>> BEGIN

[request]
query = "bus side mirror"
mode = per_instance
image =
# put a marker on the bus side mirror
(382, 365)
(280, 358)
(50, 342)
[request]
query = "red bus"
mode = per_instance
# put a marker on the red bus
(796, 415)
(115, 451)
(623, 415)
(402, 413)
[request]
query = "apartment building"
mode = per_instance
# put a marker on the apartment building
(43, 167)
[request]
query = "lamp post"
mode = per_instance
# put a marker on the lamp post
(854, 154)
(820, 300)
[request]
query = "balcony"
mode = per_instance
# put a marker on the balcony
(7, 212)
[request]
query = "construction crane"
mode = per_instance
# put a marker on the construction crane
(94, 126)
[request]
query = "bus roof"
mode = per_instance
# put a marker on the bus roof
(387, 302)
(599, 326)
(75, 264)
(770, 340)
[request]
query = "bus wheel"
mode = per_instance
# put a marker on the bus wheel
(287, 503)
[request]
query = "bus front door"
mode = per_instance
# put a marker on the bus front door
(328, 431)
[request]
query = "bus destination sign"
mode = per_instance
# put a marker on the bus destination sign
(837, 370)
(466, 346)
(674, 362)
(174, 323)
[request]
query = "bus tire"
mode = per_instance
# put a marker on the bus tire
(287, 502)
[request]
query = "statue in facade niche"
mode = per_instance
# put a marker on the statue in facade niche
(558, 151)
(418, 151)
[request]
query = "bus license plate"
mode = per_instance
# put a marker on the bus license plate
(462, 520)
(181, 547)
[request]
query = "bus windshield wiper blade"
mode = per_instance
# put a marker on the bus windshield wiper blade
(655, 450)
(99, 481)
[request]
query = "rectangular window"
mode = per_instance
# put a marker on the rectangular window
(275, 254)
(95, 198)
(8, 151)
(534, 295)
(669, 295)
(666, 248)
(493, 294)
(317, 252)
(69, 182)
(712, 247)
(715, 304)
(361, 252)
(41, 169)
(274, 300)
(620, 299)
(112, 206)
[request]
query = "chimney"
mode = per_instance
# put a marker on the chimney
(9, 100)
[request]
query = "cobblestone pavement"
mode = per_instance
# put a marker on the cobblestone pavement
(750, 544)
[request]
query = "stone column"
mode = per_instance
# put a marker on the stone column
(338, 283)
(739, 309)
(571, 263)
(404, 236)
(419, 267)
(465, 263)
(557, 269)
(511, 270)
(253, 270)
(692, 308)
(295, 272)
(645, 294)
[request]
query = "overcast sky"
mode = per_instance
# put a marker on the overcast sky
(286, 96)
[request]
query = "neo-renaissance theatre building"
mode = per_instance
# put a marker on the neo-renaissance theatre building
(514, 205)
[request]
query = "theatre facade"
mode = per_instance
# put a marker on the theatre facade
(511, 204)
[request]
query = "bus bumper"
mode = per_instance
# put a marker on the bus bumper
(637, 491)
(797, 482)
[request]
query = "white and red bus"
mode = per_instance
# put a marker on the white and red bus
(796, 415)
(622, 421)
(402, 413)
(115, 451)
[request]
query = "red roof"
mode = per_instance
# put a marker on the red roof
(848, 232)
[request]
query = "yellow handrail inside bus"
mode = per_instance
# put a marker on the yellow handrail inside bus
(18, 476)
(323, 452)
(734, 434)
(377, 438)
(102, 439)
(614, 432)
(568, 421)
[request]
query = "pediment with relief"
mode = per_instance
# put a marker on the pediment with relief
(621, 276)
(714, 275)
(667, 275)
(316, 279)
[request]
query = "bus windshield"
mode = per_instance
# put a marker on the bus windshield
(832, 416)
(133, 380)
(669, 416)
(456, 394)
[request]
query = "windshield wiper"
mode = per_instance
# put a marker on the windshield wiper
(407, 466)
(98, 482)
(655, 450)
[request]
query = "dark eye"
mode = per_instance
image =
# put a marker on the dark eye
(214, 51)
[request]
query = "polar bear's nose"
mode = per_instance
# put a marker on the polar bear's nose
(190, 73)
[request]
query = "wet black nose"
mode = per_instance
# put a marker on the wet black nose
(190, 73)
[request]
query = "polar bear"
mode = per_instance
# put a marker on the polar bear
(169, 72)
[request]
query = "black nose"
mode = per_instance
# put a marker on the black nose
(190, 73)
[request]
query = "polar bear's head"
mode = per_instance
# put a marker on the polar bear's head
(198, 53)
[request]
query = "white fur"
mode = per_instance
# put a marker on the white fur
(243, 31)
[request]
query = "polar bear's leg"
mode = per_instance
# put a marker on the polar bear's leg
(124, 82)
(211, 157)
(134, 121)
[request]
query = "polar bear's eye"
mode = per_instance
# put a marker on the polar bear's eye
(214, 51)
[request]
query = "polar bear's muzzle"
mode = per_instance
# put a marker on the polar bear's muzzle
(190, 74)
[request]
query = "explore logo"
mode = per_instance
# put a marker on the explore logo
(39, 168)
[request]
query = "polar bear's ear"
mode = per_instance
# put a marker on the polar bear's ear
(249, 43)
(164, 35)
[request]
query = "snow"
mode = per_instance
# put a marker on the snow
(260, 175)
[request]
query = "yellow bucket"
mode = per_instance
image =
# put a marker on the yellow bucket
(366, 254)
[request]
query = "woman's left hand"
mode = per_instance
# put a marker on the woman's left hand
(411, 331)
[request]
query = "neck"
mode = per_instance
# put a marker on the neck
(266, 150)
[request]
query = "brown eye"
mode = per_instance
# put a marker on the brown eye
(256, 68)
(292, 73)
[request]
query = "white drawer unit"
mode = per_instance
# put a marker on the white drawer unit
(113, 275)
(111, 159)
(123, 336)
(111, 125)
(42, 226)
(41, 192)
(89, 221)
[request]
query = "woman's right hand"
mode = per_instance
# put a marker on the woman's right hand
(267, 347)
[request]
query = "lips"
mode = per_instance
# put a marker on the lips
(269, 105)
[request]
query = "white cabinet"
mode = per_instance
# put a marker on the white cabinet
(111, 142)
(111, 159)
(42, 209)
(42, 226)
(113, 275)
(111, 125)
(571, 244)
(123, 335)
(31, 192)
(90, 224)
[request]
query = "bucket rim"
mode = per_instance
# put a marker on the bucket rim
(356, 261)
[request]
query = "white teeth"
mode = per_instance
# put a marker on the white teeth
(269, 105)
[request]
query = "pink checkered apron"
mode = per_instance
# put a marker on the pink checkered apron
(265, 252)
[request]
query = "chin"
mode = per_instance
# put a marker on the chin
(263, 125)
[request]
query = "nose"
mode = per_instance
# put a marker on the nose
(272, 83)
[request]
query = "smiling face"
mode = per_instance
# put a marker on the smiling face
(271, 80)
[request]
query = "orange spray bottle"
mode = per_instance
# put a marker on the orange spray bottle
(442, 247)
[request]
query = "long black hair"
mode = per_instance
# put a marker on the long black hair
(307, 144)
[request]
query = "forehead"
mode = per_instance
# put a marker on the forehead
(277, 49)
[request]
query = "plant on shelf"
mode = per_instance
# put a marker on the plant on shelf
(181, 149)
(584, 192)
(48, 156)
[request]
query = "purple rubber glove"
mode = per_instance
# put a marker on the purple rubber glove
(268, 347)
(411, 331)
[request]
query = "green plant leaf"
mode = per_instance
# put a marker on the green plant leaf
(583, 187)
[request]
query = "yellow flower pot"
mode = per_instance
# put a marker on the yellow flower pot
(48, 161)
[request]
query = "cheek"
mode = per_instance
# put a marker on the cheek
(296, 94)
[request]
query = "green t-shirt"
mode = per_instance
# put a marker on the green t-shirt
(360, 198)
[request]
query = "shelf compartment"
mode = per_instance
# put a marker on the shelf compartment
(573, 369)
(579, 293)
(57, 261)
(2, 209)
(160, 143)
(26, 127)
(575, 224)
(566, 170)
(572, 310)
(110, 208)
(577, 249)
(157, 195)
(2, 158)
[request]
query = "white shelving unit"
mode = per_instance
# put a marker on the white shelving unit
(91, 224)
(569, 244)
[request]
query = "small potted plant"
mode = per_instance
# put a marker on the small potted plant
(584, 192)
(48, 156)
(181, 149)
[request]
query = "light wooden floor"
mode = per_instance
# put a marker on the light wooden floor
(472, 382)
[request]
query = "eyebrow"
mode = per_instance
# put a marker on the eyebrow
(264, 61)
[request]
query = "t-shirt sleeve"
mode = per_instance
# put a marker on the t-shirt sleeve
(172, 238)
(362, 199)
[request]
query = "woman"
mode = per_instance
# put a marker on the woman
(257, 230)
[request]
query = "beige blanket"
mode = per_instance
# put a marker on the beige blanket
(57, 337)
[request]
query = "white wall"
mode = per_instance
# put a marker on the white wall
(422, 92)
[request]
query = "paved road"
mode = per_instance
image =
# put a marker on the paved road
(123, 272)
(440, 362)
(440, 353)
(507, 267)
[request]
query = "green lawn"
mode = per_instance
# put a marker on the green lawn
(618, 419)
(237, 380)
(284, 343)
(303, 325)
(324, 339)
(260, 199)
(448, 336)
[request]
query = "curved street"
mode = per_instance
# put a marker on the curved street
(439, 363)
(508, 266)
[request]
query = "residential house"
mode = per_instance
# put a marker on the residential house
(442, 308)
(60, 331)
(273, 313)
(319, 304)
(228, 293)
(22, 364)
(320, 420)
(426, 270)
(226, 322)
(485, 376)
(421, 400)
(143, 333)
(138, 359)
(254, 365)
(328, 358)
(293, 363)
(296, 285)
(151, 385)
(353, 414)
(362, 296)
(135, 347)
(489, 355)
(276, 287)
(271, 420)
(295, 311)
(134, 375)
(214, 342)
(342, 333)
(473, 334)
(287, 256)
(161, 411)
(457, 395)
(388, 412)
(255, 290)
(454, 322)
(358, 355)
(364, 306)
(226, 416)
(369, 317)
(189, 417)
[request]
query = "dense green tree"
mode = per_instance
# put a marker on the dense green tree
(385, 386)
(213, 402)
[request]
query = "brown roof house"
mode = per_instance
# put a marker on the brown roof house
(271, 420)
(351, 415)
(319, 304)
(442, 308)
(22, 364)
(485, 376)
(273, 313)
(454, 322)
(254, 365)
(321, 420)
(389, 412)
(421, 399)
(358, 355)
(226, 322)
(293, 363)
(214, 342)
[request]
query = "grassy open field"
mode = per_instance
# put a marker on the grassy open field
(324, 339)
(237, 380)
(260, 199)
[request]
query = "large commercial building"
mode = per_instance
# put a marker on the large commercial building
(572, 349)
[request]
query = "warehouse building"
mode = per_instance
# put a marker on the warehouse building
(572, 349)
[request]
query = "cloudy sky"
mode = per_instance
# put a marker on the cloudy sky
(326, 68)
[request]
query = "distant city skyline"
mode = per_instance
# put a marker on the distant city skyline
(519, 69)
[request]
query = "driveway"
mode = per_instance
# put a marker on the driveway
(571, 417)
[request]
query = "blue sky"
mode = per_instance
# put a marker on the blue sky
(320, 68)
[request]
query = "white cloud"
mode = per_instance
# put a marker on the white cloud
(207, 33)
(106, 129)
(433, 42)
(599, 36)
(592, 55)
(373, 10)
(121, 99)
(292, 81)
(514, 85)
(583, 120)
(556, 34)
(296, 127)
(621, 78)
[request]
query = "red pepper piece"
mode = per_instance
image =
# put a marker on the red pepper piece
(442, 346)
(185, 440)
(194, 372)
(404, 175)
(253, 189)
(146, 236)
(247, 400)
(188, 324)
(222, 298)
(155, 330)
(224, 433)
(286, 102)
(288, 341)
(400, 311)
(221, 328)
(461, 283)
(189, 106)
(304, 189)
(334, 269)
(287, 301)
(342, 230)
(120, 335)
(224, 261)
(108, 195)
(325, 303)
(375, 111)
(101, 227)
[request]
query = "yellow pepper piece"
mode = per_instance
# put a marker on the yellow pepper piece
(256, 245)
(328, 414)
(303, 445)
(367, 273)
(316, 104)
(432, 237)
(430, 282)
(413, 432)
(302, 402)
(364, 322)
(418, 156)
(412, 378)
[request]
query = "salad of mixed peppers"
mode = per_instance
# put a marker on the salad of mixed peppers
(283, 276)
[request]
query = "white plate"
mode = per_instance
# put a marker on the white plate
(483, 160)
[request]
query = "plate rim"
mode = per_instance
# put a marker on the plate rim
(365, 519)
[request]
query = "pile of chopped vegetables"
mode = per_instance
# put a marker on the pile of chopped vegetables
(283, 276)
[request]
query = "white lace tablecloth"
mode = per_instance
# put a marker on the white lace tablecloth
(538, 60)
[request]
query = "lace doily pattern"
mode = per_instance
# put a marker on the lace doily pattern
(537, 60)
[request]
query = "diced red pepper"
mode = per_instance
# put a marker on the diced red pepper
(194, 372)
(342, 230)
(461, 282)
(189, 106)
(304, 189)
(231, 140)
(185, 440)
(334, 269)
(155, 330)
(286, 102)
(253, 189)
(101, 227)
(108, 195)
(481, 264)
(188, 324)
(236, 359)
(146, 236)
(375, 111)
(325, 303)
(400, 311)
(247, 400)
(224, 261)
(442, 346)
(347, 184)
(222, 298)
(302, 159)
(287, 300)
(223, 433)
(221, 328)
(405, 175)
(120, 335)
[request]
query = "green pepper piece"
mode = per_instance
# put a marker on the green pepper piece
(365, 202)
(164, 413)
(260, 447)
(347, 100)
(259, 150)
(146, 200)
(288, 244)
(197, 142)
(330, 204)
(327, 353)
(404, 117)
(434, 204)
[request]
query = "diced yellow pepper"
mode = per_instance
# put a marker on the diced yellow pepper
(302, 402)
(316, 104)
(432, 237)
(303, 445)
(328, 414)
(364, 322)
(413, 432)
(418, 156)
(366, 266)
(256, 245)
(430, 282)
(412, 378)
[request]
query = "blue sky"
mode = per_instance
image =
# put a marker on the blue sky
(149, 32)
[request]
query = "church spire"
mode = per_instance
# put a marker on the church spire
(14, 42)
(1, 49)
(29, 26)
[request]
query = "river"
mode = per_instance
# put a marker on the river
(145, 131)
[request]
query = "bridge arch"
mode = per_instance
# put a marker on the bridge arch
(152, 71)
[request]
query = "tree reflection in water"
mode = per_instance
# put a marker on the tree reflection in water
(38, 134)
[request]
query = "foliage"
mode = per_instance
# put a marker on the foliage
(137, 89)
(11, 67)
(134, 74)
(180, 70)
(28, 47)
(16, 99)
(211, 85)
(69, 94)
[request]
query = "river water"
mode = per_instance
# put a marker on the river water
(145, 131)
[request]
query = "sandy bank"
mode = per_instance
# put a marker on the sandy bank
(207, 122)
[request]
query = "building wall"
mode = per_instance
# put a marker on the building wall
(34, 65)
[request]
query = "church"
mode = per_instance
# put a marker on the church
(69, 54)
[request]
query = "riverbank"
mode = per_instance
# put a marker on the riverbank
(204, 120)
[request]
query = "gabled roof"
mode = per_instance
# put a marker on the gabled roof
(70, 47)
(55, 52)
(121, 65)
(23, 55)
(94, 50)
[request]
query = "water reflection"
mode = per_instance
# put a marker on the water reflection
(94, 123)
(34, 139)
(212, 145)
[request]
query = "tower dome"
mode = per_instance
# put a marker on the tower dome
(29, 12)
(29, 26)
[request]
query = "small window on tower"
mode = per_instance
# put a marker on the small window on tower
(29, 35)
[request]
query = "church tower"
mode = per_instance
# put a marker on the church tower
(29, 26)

>> END

WHAT IS EXPECTED: Please gather every line of the records above that contains the word "yellow", matching case exactly.

FINISHED ANSWER:
query = "yellow handrail inside bus"
# put a marker on the yellow handrail inside bus
query = "yellow bucket"
# put a marker on the yellow bucket
query = "yellow flower pot"
# put a marker on the yellow flower pot
query = "yellow pepper piece"
# put a marker on the yellow pepper piece
query = "diced yellow pepper"
# put a marker on the diced yellow pepper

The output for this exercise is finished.